WHAT TO WORK ON: The task calls for every line of the data to be retyped exactly.

THE RECORDS:
○ ○ ○ ○ ○ ○ ○

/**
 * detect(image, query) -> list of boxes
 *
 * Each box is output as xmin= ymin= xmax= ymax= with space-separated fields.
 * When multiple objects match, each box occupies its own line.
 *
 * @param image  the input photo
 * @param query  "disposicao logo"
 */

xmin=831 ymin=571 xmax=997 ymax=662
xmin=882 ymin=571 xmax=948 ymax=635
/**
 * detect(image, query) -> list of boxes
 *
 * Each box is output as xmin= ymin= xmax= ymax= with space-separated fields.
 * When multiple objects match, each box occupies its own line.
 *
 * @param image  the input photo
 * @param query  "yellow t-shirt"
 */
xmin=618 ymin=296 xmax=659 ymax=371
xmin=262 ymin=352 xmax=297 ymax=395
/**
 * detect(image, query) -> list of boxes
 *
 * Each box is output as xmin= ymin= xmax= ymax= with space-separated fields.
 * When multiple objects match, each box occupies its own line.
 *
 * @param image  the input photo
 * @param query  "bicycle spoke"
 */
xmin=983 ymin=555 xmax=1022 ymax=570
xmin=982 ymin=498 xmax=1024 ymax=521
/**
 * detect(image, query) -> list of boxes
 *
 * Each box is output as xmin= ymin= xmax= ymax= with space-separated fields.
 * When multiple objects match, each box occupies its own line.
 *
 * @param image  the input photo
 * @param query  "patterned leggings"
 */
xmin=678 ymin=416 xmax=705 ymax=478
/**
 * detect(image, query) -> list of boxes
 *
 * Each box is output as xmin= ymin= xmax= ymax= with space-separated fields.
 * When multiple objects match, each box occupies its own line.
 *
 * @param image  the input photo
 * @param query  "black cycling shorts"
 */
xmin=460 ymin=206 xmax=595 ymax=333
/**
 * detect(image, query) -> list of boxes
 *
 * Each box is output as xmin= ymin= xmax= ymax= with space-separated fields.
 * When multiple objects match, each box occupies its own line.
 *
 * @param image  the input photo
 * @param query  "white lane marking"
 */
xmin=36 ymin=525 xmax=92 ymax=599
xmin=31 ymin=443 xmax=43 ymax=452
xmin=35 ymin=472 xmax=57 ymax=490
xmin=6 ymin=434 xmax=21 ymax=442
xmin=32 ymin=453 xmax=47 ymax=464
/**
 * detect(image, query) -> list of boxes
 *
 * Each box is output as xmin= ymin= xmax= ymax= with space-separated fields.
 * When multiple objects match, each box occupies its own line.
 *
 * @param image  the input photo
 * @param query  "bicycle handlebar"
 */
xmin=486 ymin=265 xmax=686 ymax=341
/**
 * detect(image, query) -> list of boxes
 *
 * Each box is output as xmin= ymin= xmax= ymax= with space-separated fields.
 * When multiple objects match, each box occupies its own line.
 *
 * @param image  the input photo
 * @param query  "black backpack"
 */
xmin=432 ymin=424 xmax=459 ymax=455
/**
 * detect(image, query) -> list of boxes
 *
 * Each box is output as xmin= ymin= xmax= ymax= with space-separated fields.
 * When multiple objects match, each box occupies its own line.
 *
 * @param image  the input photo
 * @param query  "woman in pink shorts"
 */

○ ○ ○ ○ ○ ○ ○

EXERCISE ANSWER:
/**
 * detect(image, query) -> list of boxes
 *
 * Each box is output as xmin= ymin= xmax= ymax= with space-separated fields.
 * When multiple objects match, each box occupies its own line.
 *
 * @param image  the input photo
 * @param query  "disposicao logo"
 */

xmin=831 ymin=571 xmax=997 ymax=662
xmin=882 ymin=571 xmax=948 ymax=635
/**
 * detect(image, query) -> list of boxes
 *
 * Each box is output as xmin= ymin= xmax= ymax= with space-separated fields.
 * When multiple objects match, each box occupies its own line.
 *
 * @param image  the input photo
 * @param query  "yellow t-shirt"
 */
xmin=618 ymin=296 xmax=659 ymax=371
xmin=262 ymin=352 xmax=297 ymax=395
/**
 * detect(image, query) -> list of boxes
 *
 * Each box is output as xmin= ymin= xmax= ymax= with space-separated fields.
 * When multiple objects match, each box occupies its own line.
 *
 * @param image  the input photo
 * @param query  "bicycle spoke"
 */
xmin=983 ymin=555 xmax=1022 ymax=570
xmin=982 ymin=498 xmax=1024 ymax=521
/**
 * detect(image, query) -> list of boxes
 *
 * Each box is output as xmin= ymin= xmax= ymax= with space-separated fields.
 * When multiple objects match, each box occupies its own line.
 *
 * @param image  the input photo
 * @param query  "patterned leggings"
 */
xmin=678 ymin=416 xmax=705 ymax=478
/**
 * detect(image, query) -> list of boxes
 *
 * Each box is output as xmin= ymin= xmax= ymax= with space-separated fields.
 * When multiple objects match, each box occupies its own line.
 *
 * @param image  the input photo
 * @param query  "black cycling shorts"
 */
xmin=460 ymin=206 xmax=595 ymax=333
/**
 * detect(image, query) -> list of boxes
 *
 * Each box is output as xmin= ymin= xmax= ymax= with space-separated fields.
 * When multiple objects match, each box occupies its own line.
 *
 * @param image  the input photo
 * @param query  "white lane marking"
 */
xmin=36 ymin=525 xmax=92 ymax=599
xmin=31 ymin=443 xmax=43 ymax=452
xmin=35 ymin=472 xmax=57 ymax=490
xmin=6 ymin=434 xmax=21 ymax=442
xmin=32 ymin=453 xmax=47 ymax=464
/**
 * detect(image, query) -> list of boxes
 *
 * Each box is output as xmin= ymin= xmax= ymax= with space-separated fields.
 * When multiple objects match, each box occupies its own line.
 *
 * @param image  the input photo
 * @param query  "bicycle handlebar"
 */
xmin=486 ymin=265 xmax=686 ymax=341
/**
 * detect(image, query) -> list of boxes
 *
 * Each box is output as xmin= ymin= xmax= ymax= with space-separated fields.
 * When multiple objects match, each box occupies its own line.
 *
 * @param image  the input photo
 * @param query  "black backpack"
 */
xmin=432 ymin=424 xmax=459 ymax=455
/**
 * detect(image, query) -> list of boxes
 *
 * Each box is output as xmin= ymin= xmax= ymax= with space-separated fields.
 * When multiple objects match, each box occupies its own line.
 *
 * @param image  the input photo
 * @param query  "woman in pink shorts"
 */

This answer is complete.